:: WHAT IS BEING ASKED ::
Your answer must be an exact copy of the records below, with no pictures in it.

:: RECORDS FOR THE TASK ::
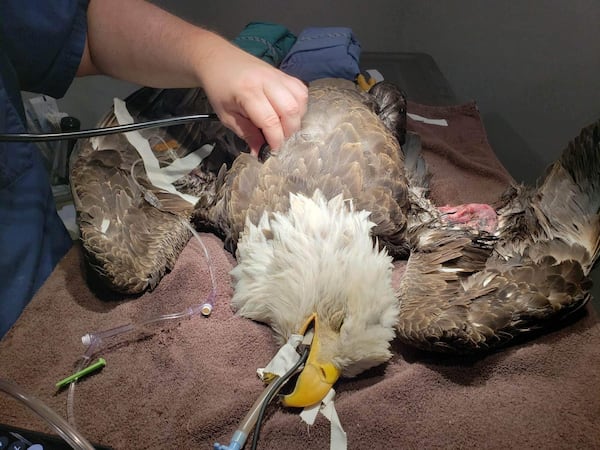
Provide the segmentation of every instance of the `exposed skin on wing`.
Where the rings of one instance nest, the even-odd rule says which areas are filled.
[[[468,203],[466,205],[440,206],[442,221],[448,225],[464,226],[494,233],[498,227],[496,211],[490,205]]]

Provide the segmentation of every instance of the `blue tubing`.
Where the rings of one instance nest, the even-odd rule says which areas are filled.
[[[244,444],[246,443],[246,438],[248,435],[241,430],[236,430],[231,437],[231,442],[229,445],[222,445],[218,442],[215,442],[213,446],[214,450],[241,450]]]

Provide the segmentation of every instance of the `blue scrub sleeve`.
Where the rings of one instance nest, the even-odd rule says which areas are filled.
[[[62,97],[85,46],[88,0],[0,1],[0,45],[21,90]]]

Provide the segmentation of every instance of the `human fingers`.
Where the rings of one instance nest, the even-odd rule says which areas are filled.
[[[241,108],[243,117],[247,117],[256,128],[262,131],[271,148],[279,150],[285,139],[285,133],[279,114],[265,93],[247,97],[241,103]]]
[[[284,76],[284,82],[268,84],[265,94],[279,116],[284,138],[289,138],[300,129],[306,112],[308,88],[300,80]]]
[[[250,154],[258,156],[261,147],[265,143],[265,138],[251,120],[239,114],[223,114],[219,118],[227,128],[246,141],[250,148]]]

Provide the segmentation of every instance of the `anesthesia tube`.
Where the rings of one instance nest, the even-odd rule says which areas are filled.
[[[252,439],[252,449],[256,449],[258,444],[258,436],[260,433],[260,426],[262,424],[267,405],[271,402],[273,397],[277,395],[283,385],[287,383],[287,381],[296,373],[300,366],[306,362],[306,359],[308,358],[308,351],[309,349],[305,348],[298,361],[296,361],[296,363],[285,374],[267,385],[267,387],[262,391],[258,399],[256,399],[250,408],[250,411],[248,411],[246,416],[239,423],[237,429],[234,431],[233,436],[231,437],[229,445],[219,444],[216,442],[213,446],[213,450],[241,450],[244,447],[248,436],[252,432],[252,429],[255,427],[256,429],[254,430]]]

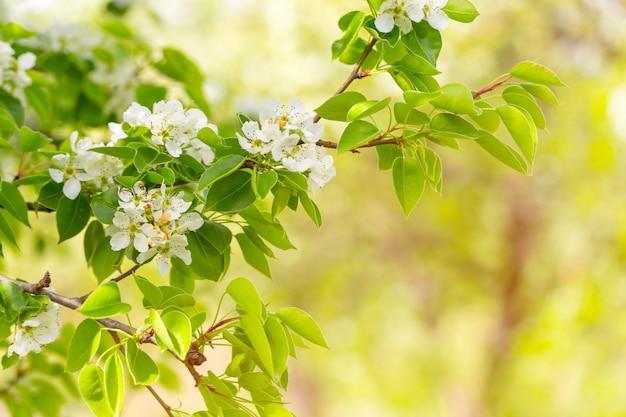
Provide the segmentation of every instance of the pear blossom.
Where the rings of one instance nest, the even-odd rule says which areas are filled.
[[[307,177],[309,190],[317,191],[335,176],[333,157],[317,145],[324,126],[315,122],[298,99],[286,106],[270,99],[259,111],[259,121],[247,121],[237,139],[242,149],[261,155],[267,166],[299,172]],[[311,178],[311,175],[313,178]]]
[[[380,5],[379,15],[374,25],[382,33],[389,33],[398,26],[402,34],[409,33],[411,21],[419,23],[424,19],[426,0],[386,0]]]
[[[189,211],[192,202],[183,197],[184,192],[172,192],[165,184],[146,189],[141,181],[132,189],[119,190],[113,224],[105,230],[111,236],[111,249],[132,246],[139,252],[139,263],[156,256],[162,275],[169,272],[172,257],[190,264],[186,234],[202,227],[204,219],[200,213]]]
[[[152,110],[133,102],[123,120],[133,127],[148,128],[151,142],[174,158],[186,154],[207,166],[215,159],[213,150],[198,138],[198,133],[204,128],[218,133],[217,126],[209,123],[202,111],[185,109],[178,100],[159,101]],[[113,143],[127,137],[122,123],[109,123],[109,130]]]
[[[51,301],[36,316],[24,320],[17,326],[15,340],[9,346],[7,356],[17,353],[24,357],[30,352],[39,353],[41,346],[53,342],[60,331],[59,305]]]
[[[448,0],[426,0],[424,17],[428,24],[437,30],[448,27],[448,15],[441,10],[448,4]]]
[[[0,85],[5,90],[22,99],[22,92],[32,80],[26,73],[35,66],[37,57],[32,52],[25,52],[15,57],[11,44],[0,41]]]
[[[50,160],[48,173],[52,181],[63,183],[63,194],[70,200],[76,199],[83,185],[106,189],[114,184],[113,178],[124,169],[122,161],[114,156],[91,152],[91,149],[104,146],[84,137],[78,139],[78,132],[70,135],[71,152],[54,155]]]

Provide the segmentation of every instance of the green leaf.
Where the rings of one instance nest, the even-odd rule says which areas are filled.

:: RESULT ::
Provide the segmentation of every instance of the `exposed skin on wing`.
Where the rings of one instance nest, the even-odd rule says which areas are filled.
[[[468,203],[466,205],[440,206],[442,221],[448,225],[464,226],[494,233],[498,227],[496,211],[490,205]]]

Provide the segmentation of every instance of the `blue tubing`.
Where the rings of one instance nest, the even-odd rule says which areas are filled.
[[[244,444],[246,443],[246,438],[248,435],[241,430],[236,430],[231,437],[231,442],[229,445],[222,445],[218,442],[215,442],[213,446],[214,450],[241,450]]]

Provide the segmentation of every instance of the `blue scrub sleeve`.
Where the rings of one instance nest, the even-odd rule says which areas are filled.
[[[62,97],[85,46],[88,0],[0,1],[0,45],[21,90]]]

Provide the segmentation of every instance of the `human fingers`.
Where the rings of one instance nest, the even-odd rule says which areas are filled.
[[[241,108],[243,117],[247,117],[256,128],[262,131],[271,148],[279,150],[285,139],[285,133],[279,114],[265,93],[247,97],[241,103]]]
[[[284,76],[284,82],[268,84],[265,94],[279,116],[284,138],[289,138],[300,129],[306,112],[308,88],[300,80]]]
[[[250,154],[258,156],[261,147],[265,143],[265,138],[251,120],[239,114],[223,114],[219,118],[227,128],[246,141],[250,148]]]

Provide the segmentation of every instance of the `anesthesia tube`.
Where the rings of one instance nest, the even-odd rule says which areas are filled.
[[[252,439],[252,449],[256,449],[258,444],[258,436],[260,433],[260,426],[262,424],[267,405],[271,402],[273,397],[277,395],[283,385],[287,383],[287,381],[296,373],[300,366],[306,362],[306,359],[308,358],[308,351],[309,349],[305,348],[298,361],[296,361],[296,363],[285,374],[267,385],[267,387],[262,391],[258,399],[256,399],[250,408],[250,411],[248,411],[246,416],[239,423],[237,429],[234,431],[233,436],[231,437],[229,445],[219,444],[216,442],[213,446],[213,450],[241,450],[244,447],[248,436],[252,432],[252,429],[255,427],[256,429],[254,430]]]

Provide the segmentation of every instance of the pear blossom.
Where the rings of one instance nest, the even-odd rule says which areas are filled.
[[[307,177],[309,190],[317,191],[335,176],[333,157],[317,145],[324,126],[315,122],[298,99],[286,106],[270,99],[259,111],[259,121],[247,121],[237,139],[242,149],[261,155],[267,166],[299,172]],[[311,178],[311,175],[313,178]]]
[[[380,5],[379,15],[374,25],[382,33],[389,33],[398,26],[402,34],[409,33],[411,21],[419,23],[424,19],[426,0],[386,0]]]
[[[189,211],[192,202],[183,197],[184,192],[172,192],[165,184],[146,189],[141,181],[132,189],[119,190],[113,224],[105,230],[111,236],[111,249],[132,246],[139,252],[139,263],[156,256],[162,275],[169,272],[172,257],[190,264],[186,234],[202,227],[204,219],[200,213]]]
[[[152,110],[133,102],[123,120],[133,127],[148,128],[151,142],[174,158],[186,154],[207,166],[215,159],[213,150],[198,138],[198,133],[204,128],[218,133],[217,126],[209,123],[202,111],[185,109],[178,100],[159,101]],[[113,143],[127,137],[122,123],[109,123],[109,130]]]
[[[51,301],[36,316],[24,320],[17,326],[15,340],[9,346],[7,356],[17,353],[24,357],[30,352],[39,353],[41,346],[53,342],[60,331],[59,305]]]
[[[448,0],[426,0],[424,17],[428,24],[437,30],[448,27],[448,15],[441,10],[448,4]]]
[[[0,85],[5,90],[22,99],[22,92],[32,80],[26,73],[35,66],[37,57],[32,52],[25,52],[15,57],[11,44],[0,41]]]
[[[50,160],[48,173],[52,181],[63,183],[63,194],[70,200],[76,199],[83,185],[106,189],[114,184],[113,178],[124,169],[122,161],[114,156],[91,152],[91,149],[104,146],[84,137],[78,139],[78,132],[70,135],[71,152],[54,155]]]

Provide the segmentation of every instance of the green leaf.
Where the rings of one instance nest, the even-odd rule says which areas are filled.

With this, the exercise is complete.